WORK REQUIRED: Using the records below, write out the line with "Target: barn" and each line after it through the final one, exactly, and only those.

++++++++

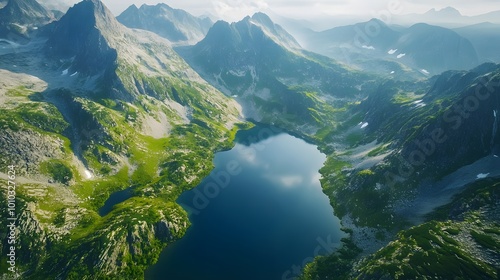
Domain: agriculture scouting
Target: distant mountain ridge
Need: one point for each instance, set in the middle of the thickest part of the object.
(425, 48)
(176, 25)
(21, 17)
(448, 17)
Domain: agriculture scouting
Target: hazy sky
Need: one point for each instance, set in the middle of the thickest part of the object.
(233, 10)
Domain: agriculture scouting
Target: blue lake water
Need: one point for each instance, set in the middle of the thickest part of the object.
(260, 215)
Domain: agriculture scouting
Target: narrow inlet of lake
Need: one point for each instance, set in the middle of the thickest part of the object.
(260, 215)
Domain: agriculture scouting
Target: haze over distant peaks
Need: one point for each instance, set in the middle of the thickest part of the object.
(176, 25)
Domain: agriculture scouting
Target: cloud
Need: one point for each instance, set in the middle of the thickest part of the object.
(234, 10)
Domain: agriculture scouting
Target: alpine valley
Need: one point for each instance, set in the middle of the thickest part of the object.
(133, 109)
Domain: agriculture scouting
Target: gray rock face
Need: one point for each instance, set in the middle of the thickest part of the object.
(175, 25)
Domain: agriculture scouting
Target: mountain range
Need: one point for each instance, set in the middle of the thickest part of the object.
(19, 18)
(447, 17)
(175, 25)
(424, 48)
(92, 105)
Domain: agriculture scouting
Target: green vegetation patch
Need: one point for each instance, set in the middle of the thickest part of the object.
(57, 170)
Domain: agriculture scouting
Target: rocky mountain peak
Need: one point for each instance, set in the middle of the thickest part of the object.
(83, 35)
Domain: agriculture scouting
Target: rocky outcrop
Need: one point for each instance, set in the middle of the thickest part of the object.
(27, 149)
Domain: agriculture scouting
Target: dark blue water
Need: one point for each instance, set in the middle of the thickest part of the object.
(260, 215)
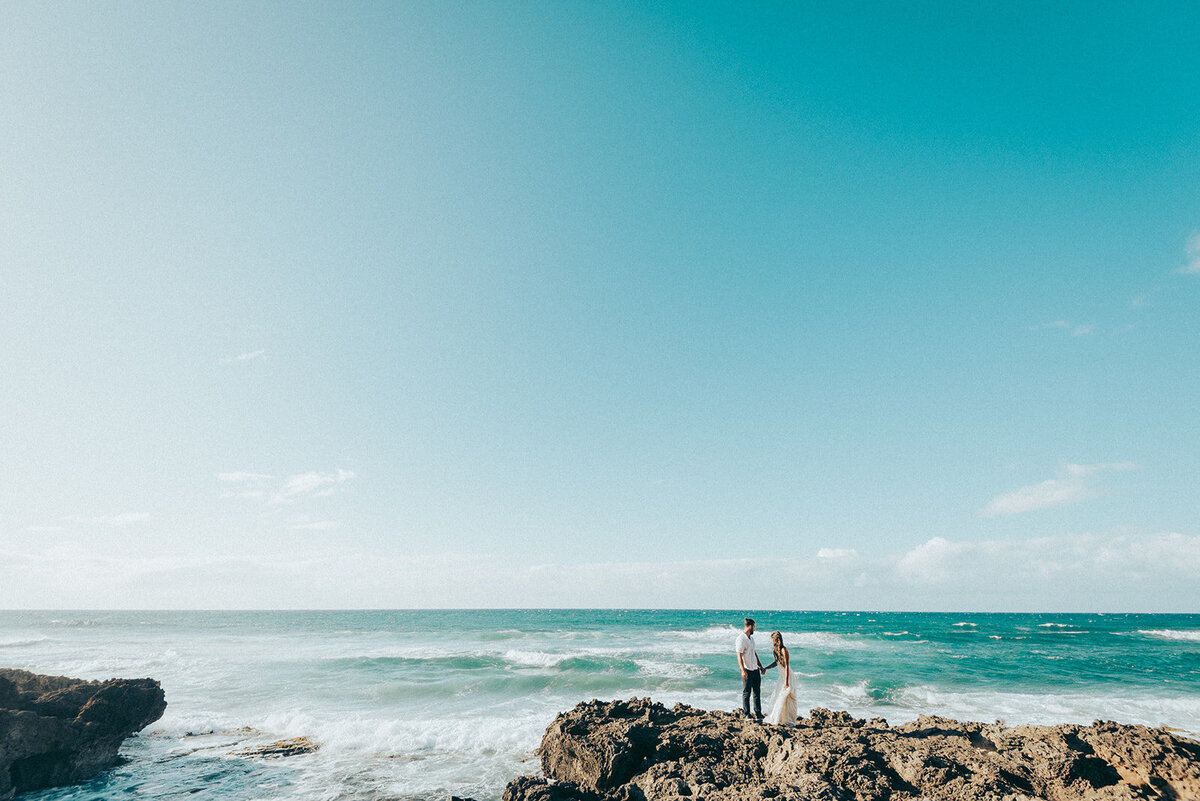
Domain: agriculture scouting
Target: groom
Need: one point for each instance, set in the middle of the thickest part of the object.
(751, 670)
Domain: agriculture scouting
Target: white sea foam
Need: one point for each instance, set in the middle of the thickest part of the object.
(23, 643)
(671, 669)
(1171, 633)
(534, 658)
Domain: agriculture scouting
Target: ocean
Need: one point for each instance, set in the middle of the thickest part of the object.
(412, 704)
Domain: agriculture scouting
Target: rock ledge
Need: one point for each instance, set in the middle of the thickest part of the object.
(57, 730)
(639, 750)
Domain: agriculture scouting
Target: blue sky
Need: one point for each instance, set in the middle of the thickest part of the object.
(345, 305)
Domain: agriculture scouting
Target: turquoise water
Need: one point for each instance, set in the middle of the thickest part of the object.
(425, 704)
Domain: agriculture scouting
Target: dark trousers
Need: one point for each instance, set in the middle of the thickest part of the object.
(751, 684)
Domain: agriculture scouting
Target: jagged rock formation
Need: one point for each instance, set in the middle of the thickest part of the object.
(291, 747)
(637, 750)
(58, 730)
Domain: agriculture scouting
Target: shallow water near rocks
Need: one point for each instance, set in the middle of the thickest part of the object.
(425, 704)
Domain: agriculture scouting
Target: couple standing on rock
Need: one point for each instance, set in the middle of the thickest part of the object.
(783, 708)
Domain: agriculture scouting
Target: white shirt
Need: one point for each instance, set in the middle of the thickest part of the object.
(749, 655)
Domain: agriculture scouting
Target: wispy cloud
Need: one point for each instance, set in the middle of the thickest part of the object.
(1068, 488)
(1115, 571)
(317, 485)
(1074, 329)
(255, 355)
(1193, 251)
(286, 491)
(837, 553)
(1051, 561)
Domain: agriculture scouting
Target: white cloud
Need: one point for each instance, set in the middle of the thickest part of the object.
(318, 485)
(255, 355)
(837, 553)
(1043, 566)
(294, 487)
(1193, 250)
(1071, 488)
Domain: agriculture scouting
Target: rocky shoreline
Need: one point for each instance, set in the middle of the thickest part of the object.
(639, 750)
(58, 730)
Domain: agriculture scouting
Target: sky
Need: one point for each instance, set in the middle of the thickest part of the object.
(745, 306)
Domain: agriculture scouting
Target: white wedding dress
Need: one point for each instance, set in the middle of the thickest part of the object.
(784, 704)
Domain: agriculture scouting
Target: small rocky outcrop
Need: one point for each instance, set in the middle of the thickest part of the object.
(641, 751)
(291, 747)
(57, 730)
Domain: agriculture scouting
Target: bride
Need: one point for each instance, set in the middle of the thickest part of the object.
(783, 706)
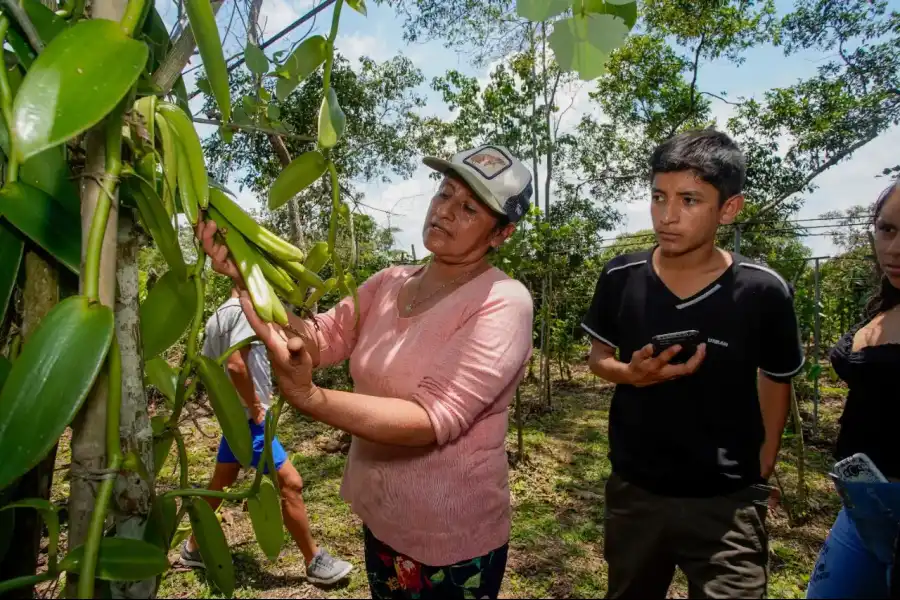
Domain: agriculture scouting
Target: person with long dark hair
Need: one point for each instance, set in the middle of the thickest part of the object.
(867, 358)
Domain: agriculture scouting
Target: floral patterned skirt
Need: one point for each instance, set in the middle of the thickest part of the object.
(395, 576)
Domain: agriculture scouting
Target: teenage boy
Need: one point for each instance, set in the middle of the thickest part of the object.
(250, 372)
(694, 428)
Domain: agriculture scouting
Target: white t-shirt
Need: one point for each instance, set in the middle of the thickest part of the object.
(226, 327)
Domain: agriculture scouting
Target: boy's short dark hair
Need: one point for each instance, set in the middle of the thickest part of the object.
(711, 154)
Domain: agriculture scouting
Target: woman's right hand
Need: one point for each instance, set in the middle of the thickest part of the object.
(217, 252)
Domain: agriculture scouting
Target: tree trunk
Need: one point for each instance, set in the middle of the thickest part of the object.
(41, 294)
(132, 495)
(89, 426)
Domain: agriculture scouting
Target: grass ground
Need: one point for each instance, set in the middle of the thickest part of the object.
(556, 548)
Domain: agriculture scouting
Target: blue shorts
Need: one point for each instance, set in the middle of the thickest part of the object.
(257, 432)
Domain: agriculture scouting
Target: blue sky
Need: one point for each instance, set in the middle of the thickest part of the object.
(380, 37)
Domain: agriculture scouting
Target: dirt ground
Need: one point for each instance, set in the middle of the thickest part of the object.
(556, 547)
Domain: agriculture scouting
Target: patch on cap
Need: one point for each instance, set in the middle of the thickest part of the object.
(488, 161)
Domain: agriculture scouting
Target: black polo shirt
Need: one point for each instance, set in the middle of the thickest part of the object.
(698, 435)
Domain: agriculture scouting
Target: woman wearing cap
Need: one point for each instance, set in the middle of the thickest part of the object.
(436, 358)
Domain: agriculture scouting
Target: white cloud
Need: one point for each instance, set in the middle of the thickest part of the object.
(354, 46)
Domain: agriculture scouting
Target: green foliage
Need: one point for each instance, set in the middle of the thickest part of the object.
(97, 51)
(41, 218)
(121, 559)
(49, 381)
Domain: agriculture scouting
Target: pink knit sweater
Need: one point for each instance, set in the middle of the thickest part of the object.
(461, 360)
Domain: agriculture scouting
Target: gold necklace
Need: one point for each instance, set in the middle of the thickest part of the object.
(415, 300)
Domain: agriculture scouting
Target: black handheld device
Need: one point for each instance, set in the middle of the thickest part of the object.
(688, 340)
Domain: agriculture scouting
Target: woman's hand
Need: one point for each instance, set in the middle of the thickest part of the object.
(217, 252)
(291, 363)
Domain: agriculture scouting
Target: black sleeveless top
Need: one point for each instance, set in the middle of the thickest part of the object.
(871, 420)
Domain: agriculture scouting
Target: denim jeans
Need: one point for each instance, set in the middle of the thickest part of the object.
(846, 568)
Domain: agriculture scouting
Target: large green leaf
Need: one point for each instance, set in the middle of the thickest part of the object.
(47, 171)
(188, 147)
(256, 59)
(47, 23)
(213, 546)
(296, 177)
(158, 372)
(265, 514)
(541, 10)
(156, 219)
(41, 218)
(121, 559)
(12, 245)
(359, 6)
(305, 59)
(332, 120)
(624, 9)
(166, 313)
(76, 81)
(228, 408)
(203, 24)
(583, 43)
(50, 380)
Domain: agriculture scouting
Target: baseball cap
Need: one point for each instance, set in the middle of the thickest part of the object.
(499, 179)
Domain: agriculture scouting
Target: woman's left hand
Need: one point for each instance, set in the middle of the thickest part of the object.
(291, 362)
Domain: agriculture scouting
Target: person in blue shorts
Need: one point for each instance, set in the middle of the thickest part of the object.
(250, 372)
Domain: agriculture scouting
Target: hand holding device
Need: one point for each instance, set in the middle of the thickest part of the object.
(648, 367)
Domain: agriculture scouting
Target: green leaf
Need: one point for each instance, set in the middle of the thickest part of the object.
(156, 220)
(50, 515)
(42, 220)
(306, 58)
(255, 59)
(166, 313)
(47, 171)
(47, 23)
(158, 373)
(49, 381)
(624, 9)
(203, 86)
(76, 81)
(265, 514)
(228, 408)
(541, 10)
(296, 177)
(332, 120)
(12, 246)
(121, 559)
(189, 148)
(284, 87)
(359, 6)
(583, 43)
(473, 582)
(161, 523)
(5, 366)
(203, 24)
(213, 546)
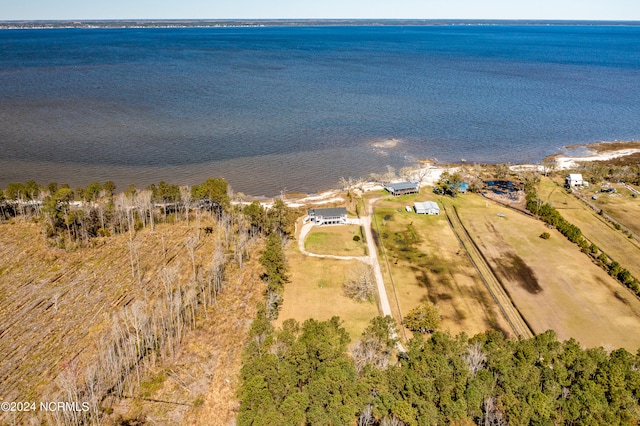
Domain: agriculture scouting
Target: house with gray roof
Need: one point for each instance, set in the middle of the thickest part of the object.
(402, 188)
(426, 207)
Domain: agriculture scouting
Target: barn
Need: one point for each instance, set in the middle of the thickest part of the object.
(332, 216)
(575, 179)
(426, 207)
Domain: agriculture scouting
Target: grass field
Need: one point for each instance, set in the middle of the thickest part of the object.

++++++++

FINAL ANSWER:
Target: barn
Need: one point for each instance, set in the middle of the thickest part of the object.
(332, 216)
(575, 179)
(426, 207)
Domain: agriculture scouting
Target: grass field
Need: one point for each instance, set in the middle of the thickest part of the object.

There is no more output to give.